Coordinate annotation records:
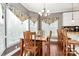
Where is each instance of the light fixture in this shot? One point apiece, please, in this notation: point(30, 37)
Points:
point(72, 13)
point(44, 12)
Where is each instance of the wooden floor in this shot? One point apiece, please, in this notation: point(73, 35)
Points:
point(55, 50)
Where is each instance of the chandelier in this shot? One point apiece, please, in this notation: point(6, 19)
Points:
point(44, 12)
point(72, 14)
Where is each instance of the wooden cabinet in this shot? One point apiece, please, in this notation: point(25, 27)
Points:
point(72, 28)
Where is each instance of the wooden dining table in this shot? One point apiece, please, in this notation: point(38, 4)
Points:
point(40, 43)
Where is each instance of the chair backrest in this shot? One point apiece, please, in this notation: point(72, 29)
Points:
point(48, 42)
point(28, 38)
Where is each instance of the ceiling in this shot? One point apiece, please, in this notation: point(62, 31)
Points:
point(53, 7)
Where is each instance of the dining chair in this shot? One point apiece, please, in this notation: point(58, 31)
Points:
point(30, 42)
point(48, 43)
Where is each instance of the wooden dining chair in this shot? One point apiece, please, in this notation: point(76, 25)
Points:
point(21, 47)
point(30, 42)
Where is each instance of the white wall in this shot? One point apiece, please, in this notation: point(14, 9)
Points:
point(67, 19)
point(15, 28)
point(2, 32)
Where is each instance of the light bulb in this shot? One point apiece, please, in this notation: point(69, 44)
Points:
point(40, 13)
point(72, 20)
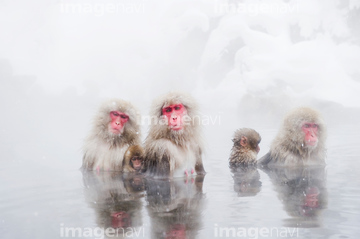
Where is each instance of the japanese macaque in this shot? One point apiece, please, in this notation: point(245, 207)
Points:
point(115, 128)
point(246, 147)
point(300, 141)
point(173, 146)
point(246, 180)
point(133, 159)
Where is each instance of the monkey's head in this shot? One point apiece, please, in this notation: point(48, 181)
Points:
point(133, 159)
point(248, 139)
point(304, 127)
point(117, 119)
point(174, 117)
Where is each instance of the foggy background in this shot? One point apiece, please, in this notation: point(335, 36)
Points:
point(246, 62)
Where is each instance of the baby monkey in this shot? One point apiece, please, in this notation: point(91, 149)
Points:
point(246, 147)
point(133, 159)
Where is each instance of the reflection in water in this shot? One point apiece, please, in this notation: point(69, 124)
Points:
point(116, 199)
point(175, 207)
point(246, 181)
point(303, 192)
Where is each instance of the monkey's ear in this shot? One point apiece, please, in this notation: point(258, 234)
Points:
point(243, 141)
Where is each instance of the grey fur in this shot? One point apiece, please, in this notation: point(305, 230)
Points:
point(244, 156)
point(167, 150)
point(288, 148)
point(104, 150)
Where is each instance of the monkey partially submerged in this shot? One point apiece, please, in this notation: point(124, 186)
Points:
point(245, 148)
point(300, 141)
point(173, 146)
point(133, 159)
point(115, 128)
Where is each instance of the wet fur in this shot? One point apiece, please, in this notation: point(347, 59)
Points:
point(244, 156)
point(167, 152)
point(104, 150)
point(289, 148)
point(132, 151)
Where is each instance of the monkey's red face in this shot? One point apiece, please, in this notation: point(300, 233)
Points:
point(311, 133)
point(136, 163)
point(174, 115)
point(118, 120)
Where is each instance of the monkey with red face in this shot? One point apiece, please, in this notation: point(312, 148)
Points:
point(133, 159)
point(245, 148)
point(115, 128)
point(300, 141)
point(173, 146)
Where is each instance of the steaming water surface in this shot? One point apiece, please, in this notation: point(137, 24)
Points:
point(41, 198)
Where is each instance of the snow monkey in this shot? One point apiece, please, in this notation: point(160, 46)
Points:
point(115, 128)
point(246, 147)
point(173, 146)
point(300, 141)
point(133, 159)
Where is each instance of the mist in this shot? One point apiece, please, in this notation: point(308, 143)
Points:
point(246, 62)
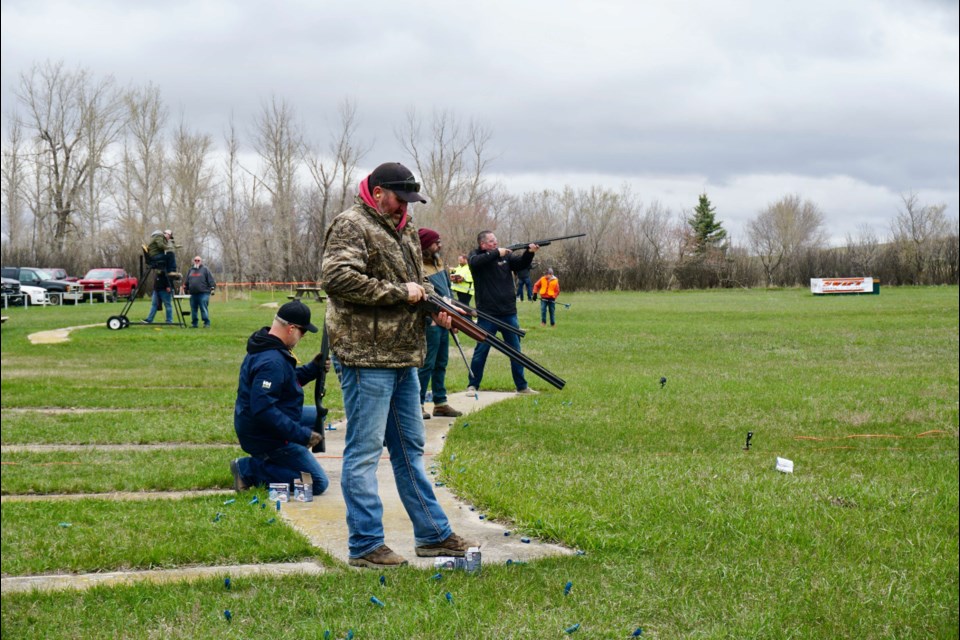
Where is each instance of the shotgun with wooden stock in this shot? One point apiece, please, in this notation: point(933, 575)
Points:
point(319, 391)
point(465, 325)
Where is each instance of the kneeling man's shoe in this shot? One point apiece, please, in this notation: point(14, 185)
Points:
point(380, 558)
point(446, 411)
point(238, 483)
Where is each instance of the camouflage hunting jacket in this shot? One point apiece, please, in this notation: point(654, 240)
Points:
point(366, 263)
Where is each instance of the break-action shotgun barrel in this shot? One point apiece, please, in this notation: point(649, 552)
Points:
point(542, 243)
point(467, 326)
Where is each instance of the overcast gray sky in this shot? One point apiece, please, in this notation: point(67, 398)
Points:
point(848, 103)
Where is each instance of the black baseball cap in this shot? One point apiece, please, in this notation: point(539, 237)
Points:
point(397, 178)
point(295, 312)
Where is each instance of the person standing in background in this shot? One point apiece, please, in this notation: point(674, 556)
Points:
point(462, 280)
point(200, 285)
point(548, 288)
point(433, 373)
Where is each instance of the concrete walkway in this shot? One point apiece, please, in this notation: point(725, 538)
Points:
point(323, 521)
point(88, 580)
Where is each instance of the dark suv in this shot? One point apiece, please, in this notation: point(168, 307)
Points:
point(58, 290)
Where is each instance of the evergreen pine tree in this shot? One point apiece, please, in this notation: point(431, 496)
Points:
point(708, 232)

* _Work instructions_:
Express all of the data above as a two-column CSV headed input and output, with one row for each text paired with its answer and each value in a single quoted field, line breaks replaced by spaces. Omit the pictures.

* _Exercise answer_:
input,output
"Where is each instance of the light fixture in this shot? One point apiece, please, in this notation: point(30, 37) Points:","point(72, 13) point(44, 12)"
"Where is each instance of the wooden floor in this shot? One point apiece, please, in this notation: point(73, 35) Points:","point(55, 50)"
"Where is each instance of the chandelier in this shot? One point apiece, please, in this notation: point(6, 19) Points:","point(44, 12) point(72, 14)"
"Where is each instance of the wooden cabinet in this shot? One point apiece, please, in this notation: point(25, 27) Points:","point(72, 28)"
"Where is each instance of the wooden dining table in this shot? One point apiece, please, in this notation: point(38, 4) Points:","point(40, 43)"
"Where is each instance of the chair backrest in this shot? One point apiece, please, in this notation: point(72, 29) Points:","point(48, 42) point(28, 38)"
"Where is each instance of the ceiling in this shot? One point apiece, please, in this notation: point(62, 31) Points:","point(53, 7)"
"Where is each instance of the dining chair in this shot? One point apiece, please, in this notation: point(58, 31) Points:","point(30, 42) point(48, 43)"
"Where is each instance of the wooden dining chair in this shot? One point apiece, please, in this notation: point(76, 25) Points:","point(21, 47) point(30, 42)"
"Where is each instance of the white wall in this shot? One point apiece, please, in this notation: point(14, 9) Points:","point(67, 19) point(15, 28) point(2, 32)"
"Where is each instance of the light bulb in this shot? One point apiece, please, in this notation: point(69, 44) Points:","point(40, 13) point(72, 20)"
"Where is each instance of the japanese macaque in this shot? One point apiece, please, in this notation: point(245, 207) Points:","point(115, 128) point(246, 147) point(300, 141) point(173, 146) point(246, 180) point(133, 159)"
"Where is each instance of the monkey's head in this shot? One point apiece, please, in this notation: point(48, 181) Points:","point(133, 159) point(248, 139) point(304, 127) point(117, 119) point(174, 117)"
"Where is each instance of the foggy background in this shot? One point apiece, please, in this notation: point(335, 36) Points:","point(246, 62)"
"Where is each instance of the baby monkey in this shot? One point apiece, please, in this notation: point(91, 149) Points:","point(246, 147) point(133, 159)"
"Where is each instance of the reflection in water in this shot? One point apiece, please, in this notation: point(69, 124) Points:","point(116, 199) point(175, 207) point(246, 181) point(303, 192)"
"Where is each instance of the monkey's ear in this shot? One point apiece, please, in this notation: point(258, 234) Points:","point(243, 141)"
"Where is each instance of the grey fur in this shot? One point apiece, please, in this notation: point(305, 230) Points:","point(244, 156) point(167, 150) point(288, 148) point(104, 150)"
"Where is each instance of the monkey partially submerged in this shot? One point apiece, please, in this notation: point(124, 186) Points:","point(245, 148) point(300, 141) point(173, 146) point(133, 159) point(115, 128)"
"Where is each instance of the wet fur in this shot? One point apiece, please, in this notation: point(347, 59) Points:","point(244, 156) point(167, 152) point(104, 150) point(289, 148) point(132, 151)"
"Where is each instance of the monkey's red face in this shot? One point apiece, please, in this notation: point(300, 233) Points:","point(311, 133) point(136, 163) point(174, 115) point(118, 120)"
"Where is each instance of the monkey with red face in this shot? One point apiece, please, in this notation: point(312, 148) Points:","point(133, 159) point(245, 148) point(115, 128) point(300, 141) point(173, 146)"
"Where is each instance of the steaming water surface in this shot? One point apiece, please, in this notation: point(137, 24) Points:","point(41, 198)"
"Where is each instance of the snow monkey in this shot? One point apiece, please, in this notation: point(160, 46) Points:","point(115, 128) point(246, 147) point(173, 146) point(300, 141) point(133, 159)"
"Where is each instance of the mist in this shot? One point apiece, please, in this notation: point(308, 143) Points:","point(246, 62)"
"Where is each instance of the shotgun with wooden stock in this shot? One point apiece, please, in this notation: point(933, 575) Points:","point(319, 391) point(465, 325)"
"Where is each instance of the kneeling man's shoe in this shot? One point apiece, please, in this notation: point(14, 185) Points:","point(380, 558) point(446, 411) point(238, 483)"
"Where is each instance of the camouflage hunting jacket in this shot? One point apiece, please, in this notation: point(654, 240) Points:","point(366, 263)"
"Where is each instance of the break-action shotgun barrel in this shot? One point apiece, please, in this notation: point(649, 552) Points:","point(542, 243) point(467, 326)"
"Where is each instance of the overcast gray sky in this shot? One point apiece, please, in this notation: point(67, 398) Points:","point(848, 103)"
"Where is each instance of the black baseball cap in this shot? One point apiece, please, in this notation: point(539, 237) Points:","point(397, 178) point(295, 312)"
"Where is each instance of the person standing in background in this shot? One point apiece, please, in this notation: point(674, 556) Points:","point(462, 280) point(200, 285) point(548, 288) point(433, 373)"
"Where is each instance of the concrete walkway in this shot? One point apiece, please, in this notation: point(725, 538) Points:","point(323, 521) point(88, 580)"
"Where is each instance of the dark suv in this shot? One point apiece, please, in this notation: point(168, 307) Points:","point(58, 290)"
"Where is each instance of the evergreen pine tree in this shot? One point apiece, please, in this notation: point(431, 496) Points:","point(708, 232)"